→ Written request:
Copy out, exactly as given, every line from the line with "Question. For every instance of the navy" to the end of the listing, both of those lines included.

++++ Excerpted data

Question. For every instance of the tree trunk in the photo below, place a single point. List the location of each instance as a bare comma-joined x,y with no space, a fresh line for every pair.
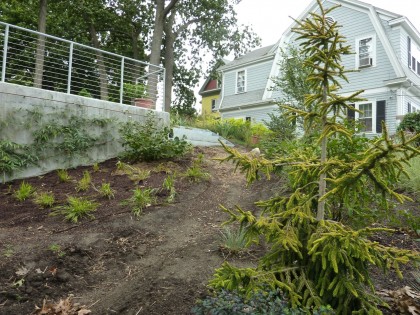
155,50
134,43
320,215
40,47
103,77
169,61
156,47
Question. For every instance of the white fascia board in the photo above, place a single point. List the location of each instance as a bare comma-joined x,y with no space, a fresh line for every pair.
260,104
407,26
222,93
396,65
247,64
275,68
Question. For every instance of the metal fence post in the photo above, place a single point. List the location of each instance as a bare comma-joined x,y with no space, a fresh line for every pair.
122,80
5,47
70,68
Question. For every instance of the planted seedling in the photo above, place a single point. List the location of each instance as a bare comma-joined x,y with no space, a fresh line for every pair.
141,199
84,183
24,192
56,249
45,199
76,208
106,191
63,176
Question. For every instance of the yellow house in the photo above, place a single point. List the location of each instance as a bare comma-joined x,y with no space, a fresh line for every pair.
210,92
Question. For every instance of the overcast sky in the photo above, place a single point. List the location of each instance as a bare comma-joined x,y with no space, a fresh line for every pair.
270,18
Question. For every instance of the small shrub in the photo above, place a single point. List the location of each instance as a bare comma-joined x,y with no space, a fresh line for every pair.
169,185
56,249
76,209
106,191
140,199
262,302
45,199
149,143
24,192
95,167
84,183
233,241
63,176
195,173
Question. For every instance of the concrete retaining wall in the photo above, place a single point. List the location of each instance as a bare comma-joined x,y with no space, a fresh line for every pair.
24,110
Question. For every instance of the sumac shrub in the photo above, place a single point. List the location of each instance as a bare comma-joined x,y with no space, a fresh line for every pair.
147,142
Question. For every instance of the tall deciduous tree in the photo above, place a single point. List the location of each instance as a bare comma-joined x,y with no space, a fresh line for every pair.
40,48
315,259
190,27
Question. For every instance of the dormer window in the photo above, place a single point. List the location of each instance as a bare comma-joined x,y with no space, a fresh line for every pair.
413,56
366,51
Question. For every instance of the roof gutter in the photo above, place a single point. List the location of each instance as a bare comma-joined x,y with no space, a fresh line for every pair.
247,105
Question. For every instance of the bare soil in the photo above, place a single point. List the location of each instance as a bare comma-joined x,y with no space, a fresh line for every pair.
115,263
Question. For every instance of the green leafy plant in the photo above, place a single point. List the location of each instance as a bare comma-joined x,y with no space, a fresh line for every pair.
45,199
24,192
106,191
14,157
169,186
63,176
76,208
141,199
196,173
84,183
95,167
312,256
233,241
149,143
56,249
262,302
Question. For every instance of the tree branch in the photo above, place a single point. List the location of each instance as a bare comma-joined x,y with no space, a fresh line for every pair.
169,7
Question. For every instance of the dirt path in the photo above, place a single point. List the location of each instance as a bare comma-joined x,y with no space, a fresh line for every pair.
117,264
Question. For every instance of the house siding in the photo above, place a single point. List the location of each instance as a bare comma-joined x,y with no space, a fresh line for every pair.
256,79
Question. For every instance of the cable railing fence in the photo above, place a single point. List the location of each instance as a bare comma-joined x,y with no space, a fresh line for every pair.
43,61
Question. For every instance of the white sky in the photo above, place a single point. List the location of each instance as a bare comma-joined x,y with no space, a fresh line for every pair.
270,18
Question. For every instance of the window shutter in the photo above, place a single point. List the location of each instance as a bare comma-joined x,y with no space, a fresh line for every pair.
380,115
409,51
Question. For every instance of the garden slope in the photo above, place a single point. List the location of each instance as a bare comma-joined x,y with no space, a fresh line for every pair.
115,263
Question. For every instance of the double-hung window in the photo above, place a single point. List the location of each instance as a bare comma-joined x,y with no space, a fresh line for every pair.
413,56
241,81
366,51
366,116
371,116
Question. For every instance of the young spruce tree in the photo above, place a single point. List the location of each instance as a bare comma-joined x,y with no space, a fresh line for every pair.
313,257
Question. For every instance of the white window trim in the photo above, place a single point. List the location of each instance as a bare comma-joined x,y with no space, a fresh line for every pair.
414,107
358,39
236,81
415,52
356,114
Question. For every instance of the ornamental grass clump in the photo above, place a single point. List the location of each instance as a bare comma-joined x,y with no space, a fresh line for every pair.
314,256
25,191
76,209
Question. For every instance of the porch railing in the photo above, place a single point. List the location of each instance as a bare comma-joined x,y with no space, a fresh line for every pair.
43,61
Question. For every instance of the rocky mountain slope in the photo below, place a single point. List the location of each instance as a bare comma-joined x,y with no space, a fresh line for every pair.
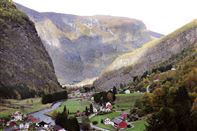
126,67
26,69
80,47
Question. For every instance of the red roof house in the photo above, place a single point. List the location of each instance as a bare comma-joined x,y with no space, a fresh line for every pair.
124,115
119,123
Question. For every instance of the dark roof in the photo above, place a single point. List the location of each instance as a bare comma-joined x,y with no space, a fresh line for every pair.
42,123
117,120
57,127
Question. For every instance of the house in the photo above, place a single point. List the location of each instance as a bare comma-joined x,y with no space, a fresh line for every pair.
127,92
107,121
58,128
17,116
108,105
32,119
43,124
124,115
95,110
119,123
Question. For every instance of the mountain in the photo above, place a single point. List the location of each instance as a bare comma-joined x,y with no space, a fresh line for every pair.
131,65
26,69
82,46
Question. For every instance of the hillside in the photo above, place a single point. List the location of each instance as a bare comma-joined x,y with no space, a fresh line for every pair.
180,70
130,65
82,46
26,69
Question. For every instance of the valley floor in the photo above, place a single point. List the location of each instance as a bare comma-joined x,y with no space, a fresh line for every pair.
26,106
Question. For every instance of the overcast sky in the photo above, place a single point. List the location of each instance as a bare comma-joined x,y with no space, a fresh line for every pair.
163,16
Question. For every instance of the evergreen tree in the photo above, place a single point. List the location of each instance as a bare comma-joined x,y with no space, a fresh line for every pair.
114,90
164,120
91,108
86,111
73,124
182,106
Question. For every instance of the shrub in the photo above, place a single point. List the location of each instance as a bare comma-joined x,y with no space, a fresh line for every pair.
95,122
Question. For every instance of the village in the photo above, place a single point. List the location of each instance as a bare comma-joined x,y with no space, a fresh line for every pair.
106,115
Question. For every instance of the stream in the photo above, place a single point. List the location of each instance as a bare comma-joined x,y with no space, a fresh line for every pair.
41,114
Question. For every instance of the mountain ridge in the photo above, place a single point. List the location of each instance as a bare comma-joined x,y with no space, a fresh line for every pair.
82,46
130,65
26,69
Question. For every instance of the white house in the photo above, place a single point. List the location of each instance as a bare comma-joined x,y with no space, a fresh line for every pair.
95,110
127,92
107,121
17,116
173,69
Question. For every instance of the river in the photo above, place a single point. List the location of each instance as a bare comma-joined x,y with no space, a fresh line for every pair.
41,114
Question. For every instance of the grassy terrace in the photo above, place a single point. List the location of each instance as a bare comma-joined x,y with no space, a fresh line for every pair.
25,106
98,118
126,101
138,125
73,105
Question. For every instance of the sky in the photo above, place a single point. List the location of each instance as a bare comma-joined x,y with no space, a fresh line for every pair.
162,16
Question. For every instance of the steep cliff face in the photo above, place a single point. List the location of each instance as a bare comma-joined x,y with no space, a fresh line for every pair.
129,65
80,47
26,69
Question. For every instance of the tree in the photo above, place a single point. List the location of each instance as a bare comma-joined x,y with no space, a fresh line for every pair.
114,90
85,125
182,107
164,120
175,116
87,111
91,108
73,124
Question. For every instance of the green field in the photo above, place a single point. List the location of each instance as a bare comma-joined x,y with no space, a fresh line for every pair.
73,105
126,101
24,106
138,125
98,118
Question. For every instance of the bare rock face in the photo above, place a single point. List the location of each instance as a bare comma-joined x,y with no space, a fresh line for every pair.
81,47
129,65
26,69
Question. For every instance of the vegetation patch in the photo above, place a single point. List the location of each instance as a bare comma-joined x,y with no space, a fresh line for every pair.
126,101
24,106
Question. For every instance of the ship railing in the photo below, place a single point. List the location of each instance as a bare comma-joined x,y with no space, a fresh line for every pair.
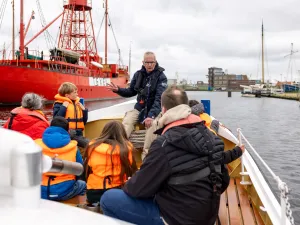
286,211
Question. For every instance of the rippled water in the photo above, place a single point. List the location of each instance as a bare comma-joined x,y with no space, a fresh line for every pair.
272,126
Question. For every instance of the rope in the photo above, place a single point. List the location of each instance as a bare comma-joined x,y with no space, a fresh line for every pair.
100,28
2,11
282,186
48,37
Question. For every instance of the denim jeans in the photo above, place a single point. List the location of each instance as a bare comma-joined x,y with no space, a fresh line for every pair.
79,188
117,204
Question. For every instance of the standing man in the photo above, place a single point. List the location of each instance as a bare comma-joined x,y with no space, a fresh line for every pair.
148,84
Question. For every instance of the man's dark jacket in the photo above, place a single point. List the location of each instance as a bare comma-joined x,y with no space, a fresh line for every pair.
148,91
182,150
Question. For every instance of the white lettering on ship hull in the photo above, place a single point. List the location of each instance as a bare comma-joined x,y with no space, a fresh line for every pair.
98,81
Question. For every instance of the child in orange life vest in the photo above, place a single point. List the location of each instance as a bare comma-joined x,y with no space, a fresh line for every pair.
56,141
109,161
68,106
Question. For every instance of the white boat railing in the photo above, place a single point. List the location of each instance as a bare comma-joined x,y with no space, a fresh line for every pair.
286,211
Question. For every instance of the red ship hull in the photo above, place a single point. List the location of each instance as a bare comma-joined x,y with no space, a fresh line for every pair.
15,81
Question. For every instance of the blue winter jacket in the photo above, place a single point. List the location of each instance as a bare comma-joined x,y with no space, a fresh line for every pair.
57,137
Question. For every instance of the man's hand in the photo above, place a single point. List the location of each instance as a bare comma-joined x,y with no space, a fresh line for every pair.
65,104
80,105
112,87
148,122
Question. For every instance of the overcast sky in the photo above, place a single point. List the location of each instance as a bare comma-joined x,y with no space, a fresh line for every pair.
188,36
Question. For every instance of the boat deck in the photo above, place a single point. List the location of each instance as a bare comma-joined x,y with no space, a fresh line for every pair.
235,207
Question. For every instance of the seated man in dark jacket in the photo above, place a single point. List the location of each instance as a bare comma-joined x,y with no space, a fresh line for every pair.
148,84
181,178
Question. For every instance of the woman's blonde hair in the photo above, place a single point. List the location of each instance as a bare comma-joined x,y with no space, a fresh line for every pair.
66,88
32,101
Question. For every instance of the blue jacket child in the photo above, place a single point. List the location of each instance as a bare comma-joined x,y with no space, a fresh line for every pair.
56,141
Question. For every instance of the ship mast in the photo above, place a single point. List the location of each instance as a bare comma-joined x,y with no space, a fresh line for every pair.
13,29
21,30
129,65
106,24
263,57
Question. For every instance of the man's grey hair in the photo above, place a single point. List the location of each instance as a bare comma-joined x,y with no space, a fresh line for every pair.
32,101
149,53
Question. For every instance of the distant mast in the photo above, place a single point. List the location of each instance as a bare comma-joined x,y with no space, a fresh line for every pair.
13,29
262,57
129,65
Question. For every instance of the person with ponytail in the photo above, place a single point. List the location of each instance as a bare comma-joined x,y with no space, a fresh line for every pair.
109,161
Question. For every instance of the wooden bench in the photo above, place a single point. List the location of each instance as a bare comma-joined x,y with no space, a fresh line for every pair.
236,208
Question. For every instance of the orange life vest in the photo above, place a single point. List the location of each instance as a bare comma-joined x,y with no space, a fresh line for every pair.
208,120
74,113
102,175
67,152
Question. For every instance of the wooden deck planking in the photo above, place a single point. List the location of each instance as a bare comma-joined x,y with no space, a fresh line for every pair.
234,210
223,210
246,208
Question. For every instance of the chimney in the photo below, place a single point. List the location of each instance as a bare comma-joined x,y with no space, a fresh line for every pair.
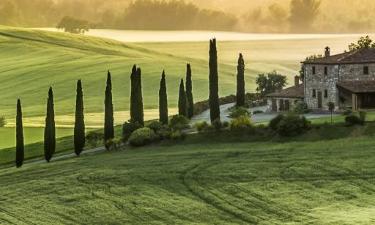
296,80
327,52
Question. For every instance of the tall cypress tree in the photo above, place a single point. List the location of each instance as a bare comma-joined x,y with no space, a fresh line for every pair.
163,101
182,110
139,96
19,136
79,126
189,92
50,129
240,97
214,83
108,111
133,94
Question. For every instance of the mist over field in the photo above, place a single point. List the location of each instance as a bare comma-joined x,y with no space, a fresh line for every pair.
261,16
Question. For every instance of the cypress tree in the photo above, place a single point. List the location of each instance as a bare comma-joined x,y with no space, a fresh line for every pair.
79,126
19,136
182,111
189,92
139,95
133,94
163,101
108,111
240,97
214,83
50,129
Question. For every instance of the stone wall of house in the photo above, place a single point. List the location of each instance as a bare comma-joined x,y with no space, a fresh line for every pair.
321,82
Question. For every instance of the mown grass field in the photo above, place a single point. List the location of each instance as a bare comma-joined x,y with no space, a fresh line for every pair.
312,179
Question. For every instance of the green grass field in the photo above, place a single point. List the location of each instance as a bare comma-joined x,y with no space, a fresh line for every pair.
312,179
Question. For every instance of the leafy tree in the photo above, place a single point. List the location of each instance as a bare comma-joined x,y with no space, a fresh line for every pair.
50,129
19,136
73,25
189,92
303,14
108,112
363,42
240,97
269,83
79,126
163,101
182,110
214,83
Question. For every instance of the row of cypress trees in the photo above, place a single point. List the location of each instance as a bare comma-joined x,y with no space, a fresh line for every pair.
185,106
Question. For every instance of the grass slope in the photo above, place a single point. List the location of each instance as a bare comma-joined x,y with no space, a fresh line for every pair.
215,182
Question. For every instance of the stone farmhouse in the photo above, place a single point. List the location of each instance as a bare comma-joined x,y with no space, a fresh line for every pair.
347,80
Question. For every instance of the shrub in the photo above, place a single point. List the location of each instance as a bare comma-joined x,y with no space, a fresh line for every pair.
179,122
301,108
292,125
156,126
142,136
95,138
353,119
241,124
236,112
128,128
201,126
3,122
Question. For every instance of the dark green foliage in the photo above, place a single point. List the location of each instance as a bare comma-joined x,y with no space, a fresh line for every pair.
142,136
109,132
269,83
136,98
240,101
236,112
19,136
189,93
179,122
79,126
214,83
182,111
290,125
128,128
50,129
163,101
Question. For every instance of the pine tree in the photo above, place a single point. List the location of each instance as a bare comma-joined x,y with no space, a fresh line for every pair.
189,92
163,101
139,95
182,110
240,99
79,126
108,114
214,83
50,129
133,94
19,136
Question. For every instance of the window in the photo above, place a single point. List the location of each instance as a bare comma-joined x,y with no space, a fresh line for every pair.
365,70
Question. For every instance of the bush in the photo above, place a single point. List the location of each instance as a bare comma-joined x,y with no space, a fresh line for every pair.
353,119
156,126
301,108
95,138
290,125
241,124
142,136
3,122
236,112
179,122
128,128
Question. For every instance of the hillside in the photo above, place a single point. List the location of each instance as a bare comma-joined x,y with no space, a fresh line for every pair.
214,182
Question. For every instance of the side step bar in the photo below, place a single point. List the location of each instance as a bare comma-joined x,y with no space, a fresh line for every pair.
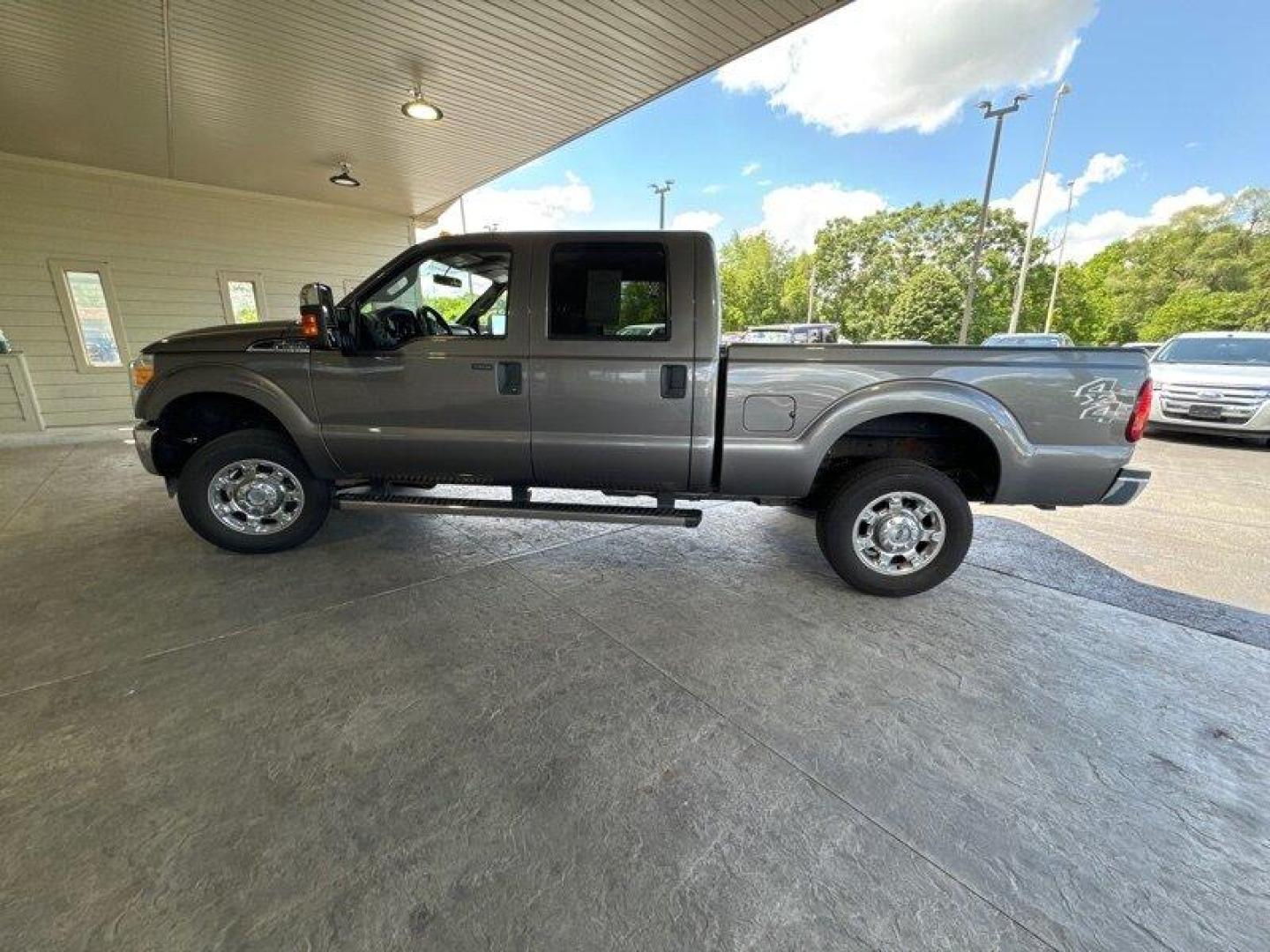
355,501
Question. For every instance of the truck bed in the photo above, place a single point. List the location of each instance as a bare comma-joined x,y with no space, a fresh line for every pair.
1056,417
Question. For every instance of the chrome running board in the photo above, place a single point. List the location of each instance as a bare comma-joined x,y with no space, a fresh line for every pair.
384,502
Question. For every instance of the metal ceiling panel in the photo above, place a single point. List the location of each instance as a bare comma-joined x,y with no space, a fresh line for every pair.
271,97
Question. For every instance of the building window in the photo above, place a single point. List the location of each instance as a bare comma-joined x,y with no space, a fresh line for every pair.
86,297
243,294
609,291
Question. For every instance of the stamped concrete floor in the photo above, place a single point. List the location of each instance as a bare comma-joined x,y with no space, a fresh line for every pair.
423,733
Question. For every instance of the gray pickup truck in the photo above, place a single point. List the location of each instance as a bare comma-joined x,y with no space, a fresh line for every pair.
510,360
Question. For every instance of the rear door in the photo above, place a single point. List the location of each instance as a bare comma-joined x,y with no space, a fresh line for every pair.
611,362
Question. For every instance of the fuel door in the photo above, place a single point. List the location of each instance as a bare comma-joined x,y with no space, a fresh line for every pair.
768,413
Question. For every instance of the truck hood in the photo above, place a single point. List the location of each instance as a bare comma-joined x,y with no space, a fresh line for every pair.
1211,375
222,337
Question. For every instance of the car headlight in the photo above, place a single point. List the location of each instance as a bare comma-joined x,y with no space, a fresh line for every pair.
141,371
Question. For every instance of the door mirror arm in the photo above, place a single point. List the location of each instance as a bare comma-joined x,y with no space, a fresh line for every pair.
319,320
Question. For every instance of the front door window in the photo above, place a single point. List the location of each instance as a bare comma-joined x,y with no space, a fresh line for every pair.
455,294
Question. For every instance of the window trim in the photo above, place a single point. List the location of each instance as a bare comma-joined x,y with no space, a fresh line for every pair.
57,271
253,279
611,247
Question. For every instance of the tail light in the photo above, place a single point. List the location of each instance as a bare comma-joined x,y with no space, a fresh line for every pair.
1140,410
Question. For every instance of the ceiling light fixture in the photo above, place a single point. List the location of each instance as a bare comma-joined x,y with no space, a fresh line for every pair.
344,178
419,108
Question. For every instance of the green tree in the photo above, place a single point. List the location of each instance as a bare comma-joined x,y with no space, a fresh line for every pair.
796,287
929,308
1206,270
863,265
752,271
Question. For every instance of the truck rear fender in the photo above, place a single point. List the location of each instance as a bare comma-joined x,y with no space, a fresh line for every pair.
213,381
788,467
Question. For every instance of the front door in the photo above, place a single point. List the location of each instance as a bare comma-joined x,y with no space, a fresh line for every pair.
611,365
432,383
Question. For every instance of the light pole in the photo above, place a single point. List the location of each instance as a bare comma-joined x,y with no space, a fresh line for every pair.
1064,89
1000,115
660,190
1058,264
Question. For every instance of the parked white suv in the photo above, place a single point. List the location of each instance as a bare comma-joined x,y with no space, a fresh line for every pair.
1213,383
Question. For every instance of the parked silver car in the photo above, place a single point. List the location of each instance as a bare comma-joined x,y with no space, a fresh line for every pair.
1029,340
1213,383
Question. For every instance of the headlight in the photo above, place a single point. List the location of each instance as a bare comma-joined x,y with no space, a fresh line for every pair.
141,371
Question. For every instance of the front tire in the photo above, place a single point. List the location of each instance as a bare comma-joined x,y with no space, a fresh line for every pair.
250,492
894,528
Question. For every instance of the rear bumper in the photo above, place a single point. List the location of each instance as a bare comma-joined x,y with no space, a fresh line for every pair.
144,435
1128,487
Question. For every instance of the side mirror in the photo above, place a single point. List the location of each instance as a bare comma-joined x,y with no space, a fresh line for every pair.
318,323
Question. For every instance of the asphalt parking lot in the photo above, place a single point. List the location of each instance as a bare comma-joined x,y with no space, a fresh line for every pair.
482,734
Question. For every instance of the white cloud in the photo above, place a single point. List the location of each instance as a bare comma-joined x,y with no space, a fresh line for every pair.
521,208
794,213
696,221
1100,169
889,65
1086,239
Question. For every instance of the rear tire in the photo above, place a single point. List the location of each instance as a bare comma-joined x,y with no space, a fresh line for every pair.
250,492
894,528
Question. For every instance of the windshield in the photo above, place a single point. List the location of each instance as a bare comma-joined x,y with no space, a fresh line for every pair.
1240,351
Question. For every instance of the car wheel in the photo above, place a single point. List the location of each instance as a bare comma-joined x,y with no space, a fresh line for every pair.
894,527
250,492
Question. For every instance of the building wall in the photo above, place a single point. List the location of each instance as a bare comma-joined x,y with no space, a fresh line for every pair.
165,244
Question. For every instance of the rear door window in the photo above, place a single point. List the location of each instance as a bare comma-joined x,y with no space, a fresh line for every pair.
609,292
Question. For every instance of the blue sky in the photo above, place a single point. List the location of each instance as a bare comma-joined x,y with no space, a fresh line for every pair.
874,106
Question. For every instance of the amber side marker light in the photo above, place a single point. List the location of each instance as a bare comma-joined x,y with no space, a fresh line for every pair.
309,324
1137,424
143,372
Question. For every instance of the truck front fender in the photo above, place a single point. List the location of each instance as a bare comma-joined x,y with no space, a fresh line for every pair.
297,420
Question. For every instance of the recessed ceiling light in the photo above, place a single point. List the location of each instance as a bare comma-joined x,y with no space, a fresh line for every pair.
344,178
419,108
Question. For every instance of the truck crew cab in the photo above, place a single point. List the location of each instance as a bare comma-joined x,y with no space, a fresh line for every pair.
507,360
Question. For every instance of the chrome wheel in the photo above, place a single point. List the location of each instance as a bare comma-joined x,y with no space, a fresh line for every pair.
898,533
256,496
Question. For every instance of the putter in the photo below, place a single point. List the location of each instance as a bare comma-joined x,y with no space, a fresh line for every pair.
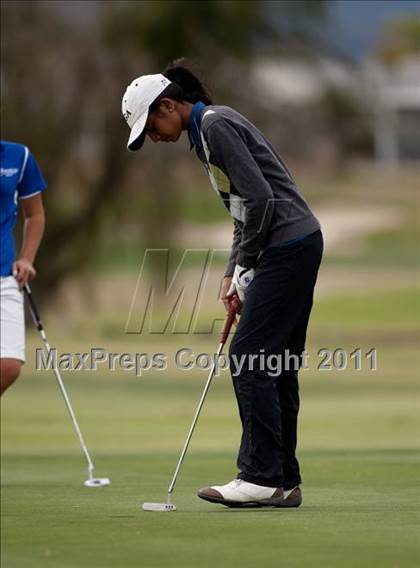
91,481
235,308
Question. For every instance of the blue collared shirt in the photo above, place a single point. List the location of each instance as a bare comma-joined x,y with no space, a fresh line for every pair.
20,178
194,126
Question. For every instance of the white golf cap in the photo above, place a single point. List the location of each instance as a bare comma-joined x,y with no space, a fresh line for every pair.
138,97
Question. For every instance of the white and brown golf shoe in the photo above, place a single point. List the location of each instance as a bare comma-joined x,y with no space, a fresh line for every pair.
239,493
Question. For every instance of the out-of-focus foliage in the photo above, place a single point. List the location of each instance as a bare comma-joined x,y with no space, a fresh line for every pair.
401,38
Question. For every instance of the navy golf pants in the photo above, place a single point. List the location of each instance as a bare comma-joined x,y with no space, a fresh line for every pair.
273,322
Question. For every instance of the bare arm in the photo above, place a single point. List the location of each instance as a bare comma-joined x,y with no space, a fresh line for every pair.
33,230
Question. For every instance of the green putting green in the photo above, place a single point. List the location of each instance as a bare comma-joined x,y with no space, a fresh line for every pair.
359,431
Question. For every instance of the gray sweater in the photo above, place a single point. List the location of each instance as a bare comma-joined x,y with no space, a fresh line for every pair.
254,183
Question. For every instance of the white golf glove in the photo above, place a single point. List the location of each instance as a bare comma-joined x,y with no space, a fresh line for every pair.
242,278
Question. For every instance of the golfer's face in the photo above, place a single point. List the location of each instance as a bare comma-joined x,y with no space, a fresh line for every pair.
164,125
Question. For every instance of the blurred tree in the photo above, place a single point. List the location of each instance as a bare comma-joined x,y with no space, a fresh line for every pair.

++++++++

→ Expected output:
Question. For every instance of the navy golf pants in the photo above, place a single point. List the location of each instance as a bare comma-joined x,y with no space, a fresh line for every pair.
273,322
Question. For every instance of the bare arm in the photo above, place a single point. List the location of each instance as a bare comma-joined x,y with no space, a fresh line for every pair.
33,230
Question. For every instance of the green putting green in the photo above, place a single point. List the location of each instance as a bare comma-joined x,y with no space, a fresh line for every pair.
359,431
Question. For every instance of the gray sweater in the photo above, place a single point. List the location of each instance as a bare comma-joined x,y with no space, a fresh line for every pair.
254,183
Question. For every instance of the white golf glove in the photo above, place a single point. List the location of each instance as a bare comma-joined x,y with no space, a fresh line for every pair.
242,278
Question. For every instance of the golfer's face in the photo above, place a single point. List the location of each instance as a bare comma-joined x,y with no space, a fresh line for every pair.
164,125
Question. For every instance of the blurred tree in the photo above, place a single point. List the location of each instance as a bare comma-joined x,y with no space, a fresh line for every pair.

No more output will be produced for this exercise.